-- GIVEN TASK --
Pull out every line of the material below that contains the word "post" and copy each one in full. Matching is case-sensitive.

Image location labeling entries:
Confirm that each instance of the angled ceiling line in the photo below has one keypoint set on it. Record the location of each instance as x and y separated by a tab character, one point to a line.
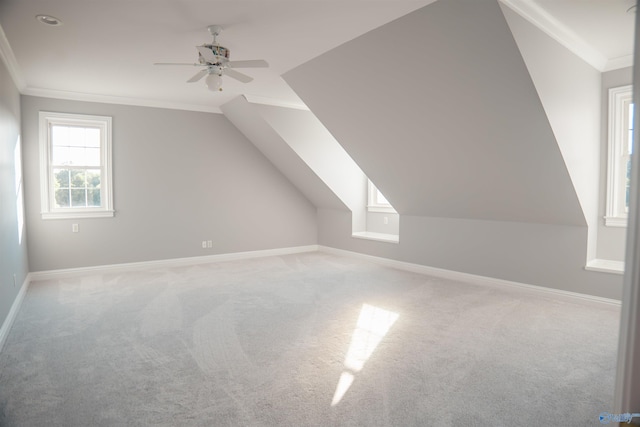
558	31
6	53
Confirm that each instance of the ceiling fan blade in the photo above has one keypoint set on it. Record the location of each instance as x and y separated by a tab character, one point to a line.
252	63
178	63
200	74
207	54
237	75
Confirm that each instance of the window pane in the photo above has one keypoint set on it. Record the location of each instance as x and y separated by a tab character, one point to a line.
62	198
627	190
92	157
380	199
77	156
59	134
93	198
93	178
77	178
630	136
78	198
92	137
61	178
60	155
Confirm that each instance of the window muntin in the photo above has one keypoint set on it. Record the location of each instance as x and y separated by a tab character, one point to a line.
75	158
621	112
376	200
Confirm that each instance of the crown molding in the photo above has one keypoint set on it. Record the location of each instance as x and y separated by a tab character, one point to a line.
619	62
539	17
106	99
255	99
9	59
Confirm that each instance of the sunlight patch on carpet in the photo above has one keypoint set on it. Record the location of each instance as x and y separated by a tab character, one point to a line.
373	324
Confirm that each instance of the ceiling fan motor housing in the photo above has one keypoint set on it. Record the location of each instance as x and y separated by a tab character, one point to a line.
220	52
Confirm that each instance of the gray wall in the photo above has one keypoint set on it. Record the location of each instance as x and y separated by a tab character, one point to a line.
179	178
569	90
457	129
13	253
461	145
611	240
537	254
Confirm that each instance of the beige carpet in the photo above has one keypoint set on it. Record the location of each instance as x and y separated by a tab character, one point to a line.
302	340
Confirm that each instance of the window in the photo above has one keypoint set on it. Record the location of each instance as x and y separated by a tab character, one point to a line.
75	166
620	150
377	202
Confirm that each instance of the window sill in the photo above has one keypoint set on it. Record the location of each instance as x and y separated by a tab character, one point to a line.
380	237
605	266
72	215
615	221
384	209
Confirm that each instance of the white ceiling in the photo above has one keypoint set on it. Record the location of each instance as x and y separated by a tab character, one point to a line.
105	50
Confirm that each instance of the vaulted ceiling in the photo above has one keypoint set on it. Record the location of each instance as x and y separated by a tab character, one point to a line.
105	50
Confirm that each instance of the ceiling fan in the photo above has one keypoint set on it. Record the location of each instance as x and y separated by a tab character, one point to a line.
215	60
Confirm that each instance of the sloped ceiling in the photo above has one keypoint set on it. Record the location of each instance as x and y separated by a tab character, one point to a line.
470	141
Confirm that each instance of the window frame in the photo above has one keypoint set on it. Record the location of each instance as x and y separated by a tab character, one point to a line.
619	100
372	200
48	119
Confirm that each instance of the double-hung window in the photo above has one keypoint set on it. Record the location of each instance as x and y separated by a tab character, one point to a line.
75	166
619	153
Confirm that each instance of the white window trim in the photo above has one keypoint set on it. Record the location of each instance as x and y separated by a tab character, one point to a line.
372	205
618	98
48	211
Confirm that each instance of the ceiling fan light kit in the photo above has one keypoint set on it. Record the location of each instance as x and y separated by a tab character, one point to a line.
215	59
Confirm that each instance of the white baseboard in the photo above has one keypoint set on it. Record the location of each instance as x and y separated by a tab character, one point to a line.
176	262
13	312
466	277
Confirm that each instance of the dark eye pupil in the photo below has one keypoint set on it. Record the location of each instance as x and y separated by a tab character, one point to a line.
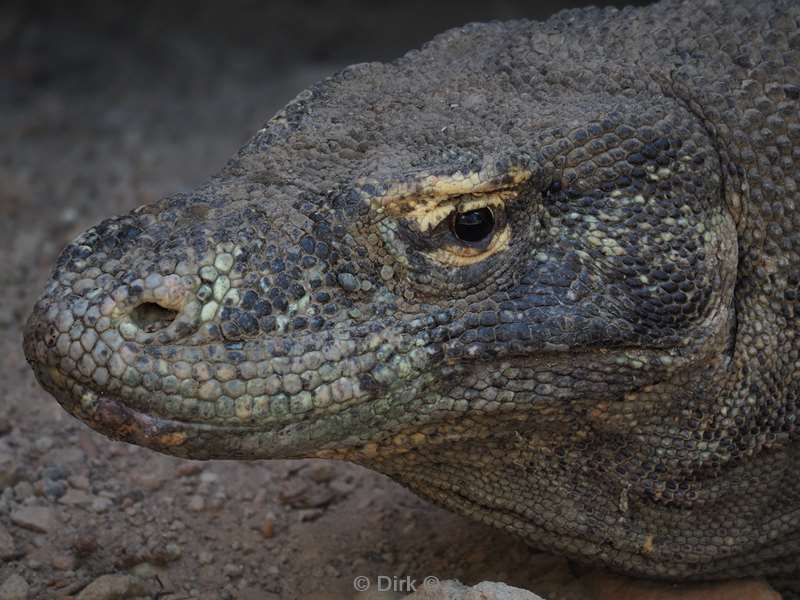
473	225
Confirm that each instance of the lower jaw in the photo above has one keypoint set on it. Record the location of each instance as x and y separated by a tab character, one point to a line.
115	419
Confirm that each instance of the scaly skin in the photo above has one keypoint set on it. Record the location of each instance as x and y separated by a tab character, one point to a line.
611	372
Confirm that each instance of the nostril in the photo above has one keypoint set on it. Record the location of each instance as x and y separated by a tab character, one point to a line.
151	317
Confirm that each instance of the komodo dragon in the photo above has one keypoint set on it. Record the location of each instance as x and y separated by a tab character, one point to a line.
545	274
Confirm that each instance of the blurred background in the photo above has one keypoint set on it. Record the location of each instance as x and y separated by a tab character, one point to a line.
105	106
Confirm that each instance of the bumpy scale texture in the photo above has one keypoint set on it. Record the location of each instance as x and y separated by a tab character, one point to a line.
610	372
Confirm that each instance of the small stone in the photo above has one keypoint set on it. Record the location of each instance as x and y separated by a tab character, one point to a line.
53	489
76	498
35	518
43	443
209	477
293	492
267	528
79	482
9	470
64	562
148	480
23	490
173	551
112	587
85	544
322	472
54	472
101	504
187	469
197	503
14	588
231	570
310	514
7	547
342	487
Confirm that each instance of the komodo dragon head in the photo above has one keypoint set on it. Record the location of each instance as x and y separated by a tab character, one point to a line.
500	269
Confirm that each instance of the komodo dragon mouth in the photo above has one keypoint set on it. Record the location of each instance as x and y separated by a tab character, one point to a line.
544	274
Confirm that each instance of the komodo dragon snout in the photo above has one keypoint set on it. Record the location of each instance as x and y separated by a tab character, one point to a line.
531	271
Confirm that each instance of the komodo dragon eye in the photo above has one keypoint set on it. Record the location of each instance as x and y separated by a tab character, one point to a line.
473	226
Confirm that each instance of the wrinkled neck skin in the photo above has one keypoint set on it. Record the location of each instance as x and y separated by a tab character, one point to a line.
589	374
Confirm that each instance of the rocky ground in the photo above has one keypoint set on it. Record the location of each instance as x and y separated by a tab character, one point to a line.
102	110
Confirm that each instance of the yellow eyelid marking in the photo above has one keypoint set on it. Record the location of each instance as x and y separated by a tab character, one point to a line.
441	187
427	200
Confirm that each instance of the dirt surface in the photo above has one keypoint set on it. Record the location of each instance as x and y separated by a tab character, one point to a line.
105	110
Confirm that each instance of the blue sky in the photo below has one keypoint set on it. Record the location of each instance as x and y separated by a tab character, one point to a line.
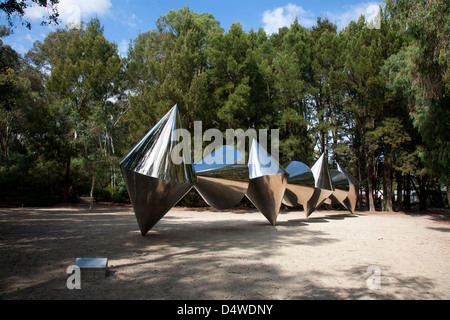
123	20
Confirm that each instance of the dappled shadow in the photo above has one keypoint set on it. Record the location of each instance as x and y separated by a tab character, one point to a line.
182	257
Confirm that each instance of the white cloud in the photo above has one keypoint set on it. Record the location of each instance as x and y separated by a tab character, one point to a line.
285	16
73	11
342	19
122	47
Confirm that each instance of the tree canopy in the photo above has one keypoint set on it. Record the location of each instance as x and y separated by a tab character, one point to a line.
374	100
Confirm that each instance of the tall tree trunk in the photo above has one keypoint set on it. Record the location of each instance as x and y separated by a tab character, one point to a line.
399	200
407	199
91	194
388	180
65	197
369	173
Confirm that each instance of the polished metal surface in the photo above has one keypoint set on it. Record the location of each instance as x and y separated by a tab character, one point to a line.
267	183
301	184
341	188
155	183
222	180
152	156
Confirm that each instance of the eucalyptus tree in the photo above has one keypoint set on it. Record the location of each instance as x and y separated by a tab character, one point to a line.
82	71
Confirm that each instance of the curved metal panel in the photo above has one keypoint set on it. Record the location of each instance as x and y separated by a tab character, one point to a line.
267	184
152	198
323	185
221	180
341	187
152	155
154	182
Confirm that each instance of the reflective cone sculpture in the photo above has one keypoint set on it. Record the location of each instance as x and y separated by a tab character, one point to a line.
341	188
222	178
155	183
323	185
300	187
352	195
267	183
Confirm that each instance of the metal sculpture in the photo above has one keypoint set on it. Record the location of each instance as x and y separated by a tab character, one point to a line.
300	187
154	182
222	178
267	183
322	183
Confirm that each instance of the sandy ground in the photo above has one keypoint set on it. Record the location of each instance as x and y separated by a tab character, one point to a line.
205	254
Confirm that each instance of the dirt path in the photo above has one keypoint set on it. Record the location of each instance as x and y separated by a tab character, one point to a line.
202	254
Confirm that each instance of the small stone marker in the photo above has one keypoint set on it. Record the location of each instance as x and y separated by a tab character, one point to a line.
92	268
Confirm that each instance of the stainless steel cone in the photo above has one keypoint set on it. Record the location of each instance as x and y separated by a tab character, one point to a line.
341	188
267	184
352	196
155	182
222	178
301	184
323	185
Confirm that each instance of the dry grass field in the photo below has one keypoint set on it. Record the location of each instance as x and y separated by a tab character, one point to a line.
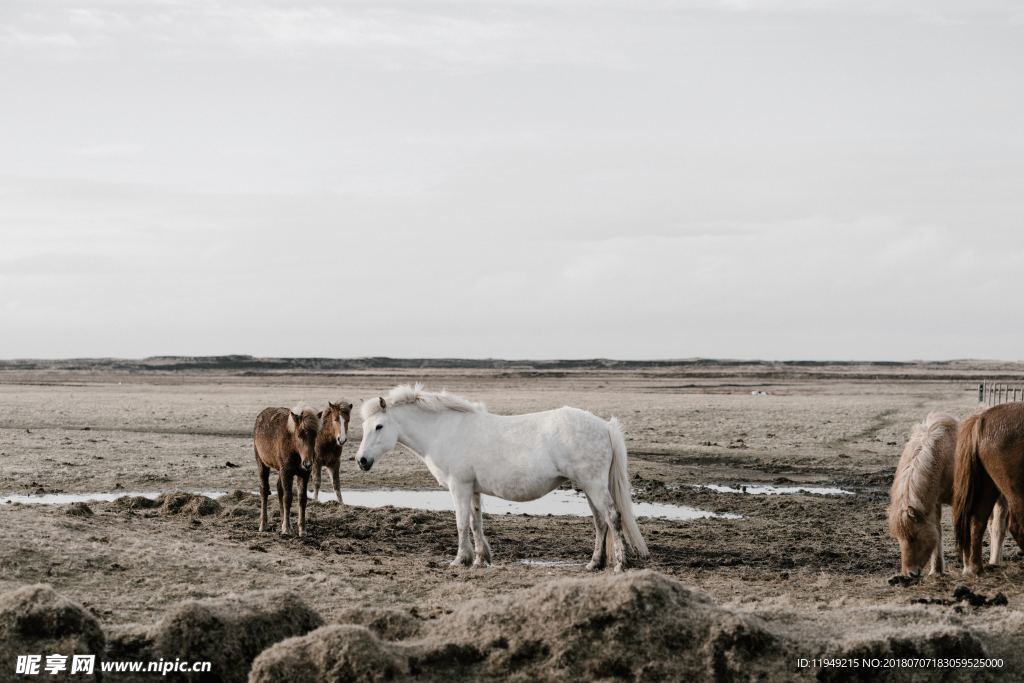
812	568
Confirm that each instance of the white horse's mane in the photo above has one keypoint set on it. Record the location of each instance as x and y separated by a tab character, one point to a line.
414	394
918	472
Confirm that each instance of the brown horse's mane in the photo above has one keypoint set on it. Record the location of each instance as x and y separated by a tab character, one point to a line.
918	473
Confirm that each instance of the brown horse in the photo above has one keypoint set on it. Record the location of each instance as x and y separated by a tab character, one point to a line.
989	463
332	435
924	481
285	440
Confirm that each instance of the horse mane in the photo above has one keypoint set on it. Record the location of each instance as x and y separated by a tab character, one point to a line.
918	472
414	394
306	414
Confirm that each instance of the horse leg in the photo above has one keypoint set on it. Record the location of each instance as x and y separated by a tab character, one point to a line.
979	520
303	497
601	499
281	499
938	565
481	549
264	492
286	506
336	478
997	530
463	497
601	531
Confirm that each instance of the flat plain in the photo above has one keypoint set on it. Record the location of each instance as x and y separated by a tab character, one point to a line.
814	567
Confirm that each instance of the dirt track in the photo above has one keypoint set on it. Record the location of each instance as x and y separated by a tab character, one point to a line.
815	567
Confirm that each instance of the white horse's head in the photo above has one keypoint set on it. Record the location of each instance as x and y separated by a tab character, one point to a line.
380	434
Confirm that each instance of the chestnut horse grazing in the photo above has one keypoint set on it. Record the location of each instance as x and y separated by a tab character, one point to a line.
285	440
333	434
515	457
989	463
924	481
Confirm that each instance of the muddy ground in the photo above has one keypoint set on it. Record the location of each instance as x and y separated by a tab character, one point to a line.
814	567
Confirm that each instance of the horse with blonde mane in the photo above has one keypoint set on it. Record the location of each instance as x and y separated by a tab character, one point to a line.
989	464
514	457
924	481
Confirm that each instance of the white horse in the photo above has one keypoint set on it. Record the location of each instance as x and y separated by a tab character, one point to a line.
517	458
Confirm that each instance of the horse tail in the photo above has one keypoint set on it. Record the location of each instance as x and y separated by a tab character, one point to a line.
619	485
969	478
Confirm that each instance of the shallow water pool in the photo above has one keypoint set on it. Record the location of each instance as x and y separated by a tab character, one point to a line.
558	503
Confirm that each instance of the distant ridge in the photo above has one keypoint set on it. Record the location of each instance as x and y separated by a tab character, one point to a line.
248	365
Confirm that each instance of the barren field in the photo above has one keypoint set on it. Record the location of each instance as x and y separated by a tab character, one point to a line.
812	569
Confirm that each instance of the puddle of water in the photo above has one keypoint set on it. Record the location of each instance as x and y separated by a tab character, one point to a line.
105	497
558	503
550	563
769	489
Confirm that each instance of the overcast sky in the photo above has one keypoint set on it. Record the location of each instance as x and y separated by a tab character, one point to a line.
548	178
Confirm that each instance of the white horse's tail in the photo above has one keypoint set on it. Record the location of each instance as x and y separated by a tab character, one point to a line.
619	485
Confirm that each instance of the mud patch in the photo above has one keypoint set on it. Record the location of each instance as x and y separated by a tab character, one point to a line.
35	620
771	489
78	510
229	632
643	626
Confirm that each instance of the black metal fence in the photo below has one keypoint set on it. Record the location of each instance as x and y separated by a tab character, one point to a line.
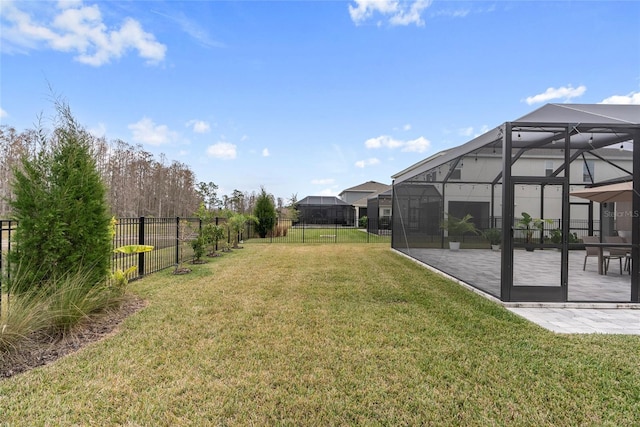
170	237
287	231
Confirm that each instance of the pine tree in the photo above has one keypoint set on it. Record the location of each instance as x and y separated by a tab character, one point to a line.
265	212
61	209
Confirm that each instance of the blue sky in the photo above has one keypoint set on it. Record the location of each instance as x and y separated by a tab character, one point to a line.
309	97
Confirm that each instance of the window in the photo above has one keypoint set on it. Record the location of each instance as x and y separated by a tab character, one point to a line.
548	168
456	174
588	171
432	176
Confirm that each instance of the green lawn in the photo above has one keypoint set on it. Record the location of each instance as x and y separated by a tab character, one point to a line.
348	334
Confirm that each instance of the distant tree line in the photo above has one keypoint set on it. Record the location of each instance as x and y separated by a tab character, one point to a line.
137	182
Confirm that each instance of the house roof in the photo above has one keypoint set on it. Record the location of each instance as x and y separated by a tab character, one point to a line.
369	187
363	200
590	126
322	201
388	192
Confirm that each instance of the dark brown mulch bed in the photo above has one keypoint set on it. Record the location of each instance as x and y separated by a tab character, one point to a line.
42	350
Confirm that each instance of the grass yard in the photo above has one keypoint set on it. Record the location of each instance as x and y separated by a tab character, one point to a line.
328	335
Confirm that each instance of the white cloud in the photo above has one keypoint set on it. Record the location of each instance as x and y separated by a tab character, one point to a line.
328	192
383	141
418	145
566	93
466	131
147	132
632	98
222	150
368	162
192	28
398	12
323	181
81	30
199	126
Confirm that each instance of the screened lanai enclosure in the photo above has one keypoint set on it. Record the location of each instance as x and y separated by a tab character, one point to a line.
521	182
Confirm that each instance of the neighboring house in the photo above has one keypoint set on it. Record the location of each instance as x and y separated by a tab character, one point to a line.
357	196
325	210
379	207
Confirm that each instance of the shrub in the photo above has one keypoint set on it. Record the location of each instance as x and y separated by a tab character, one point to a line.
362	222
60	205
265	212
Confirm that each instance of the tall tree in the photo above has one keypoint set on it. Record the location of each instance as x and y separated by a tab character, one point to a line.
60	204
265	212
208	192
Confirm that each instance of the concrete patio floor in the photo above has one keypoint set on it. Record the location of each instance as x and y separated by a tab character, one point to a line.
597	303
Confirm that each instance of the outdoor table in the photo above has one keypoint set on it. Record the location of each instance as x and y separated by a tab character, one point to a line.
601	246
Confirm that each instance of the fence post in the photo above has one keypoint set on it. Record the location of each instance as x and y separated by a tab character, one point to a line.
141	242
177	240
216	244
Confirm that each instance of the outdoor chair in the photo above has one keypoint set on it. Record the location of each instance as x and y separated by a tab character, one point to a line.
591	251
614	253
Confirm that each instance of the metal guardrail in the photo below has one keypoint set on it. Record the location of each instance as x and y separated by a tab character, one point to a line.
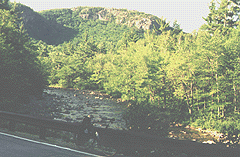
122	138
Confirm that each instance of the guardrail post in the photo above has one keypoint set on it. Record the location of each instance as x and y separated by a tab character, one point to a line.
42	133
11	125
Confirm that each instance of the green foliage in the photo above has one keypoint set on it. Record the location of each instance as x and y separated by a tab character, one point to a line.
20	71
223	17
164	75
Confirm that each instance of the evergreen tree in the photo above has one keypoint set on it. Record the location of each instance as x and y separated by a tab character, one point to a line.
20	71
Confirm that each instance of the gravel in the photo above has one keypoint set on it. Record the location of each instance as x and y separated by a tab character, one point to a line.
72	105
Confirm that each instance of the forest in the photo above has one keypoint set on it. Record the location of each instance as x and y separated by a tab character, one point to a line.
164	74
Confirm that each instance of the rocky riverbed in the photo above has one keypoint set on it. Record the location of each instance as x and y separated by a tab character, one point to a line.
72	105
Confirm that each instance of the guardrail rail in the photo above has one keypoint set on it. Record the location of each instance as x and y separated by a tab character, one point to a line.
123	137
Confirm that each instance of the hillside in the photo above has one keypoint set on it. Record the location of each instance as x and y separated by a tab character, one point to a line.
101	24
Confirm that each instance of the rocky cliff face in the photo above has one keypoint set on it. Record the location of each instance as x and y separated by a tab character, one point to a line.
120	16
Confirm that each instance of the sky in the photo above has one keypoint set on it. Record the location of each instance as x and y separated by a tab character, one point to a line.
188	13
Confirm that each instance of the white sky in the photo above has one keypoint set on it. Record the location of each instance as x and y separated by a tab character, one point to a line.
188	13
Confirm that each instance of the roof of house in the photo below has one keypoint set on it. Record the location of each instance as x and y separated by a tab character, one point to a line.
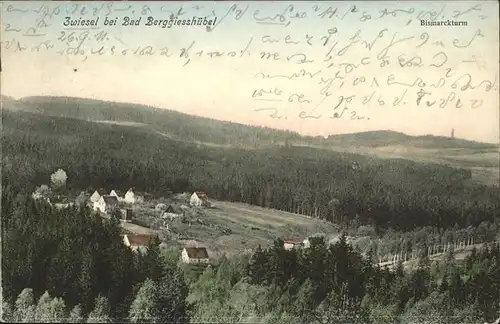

-- RESULT FOR THIS TASK --
Confirm that each instance of the fence post in the photo above has one keypoint set on it. Record the location of each instance as x and y separated by a tab character, one point to a line.
Confirm that each instance of the guardrail post in the photo above has one keypoint set on it. Record the location of each instance as x and y separated by a tab character, one point to a line.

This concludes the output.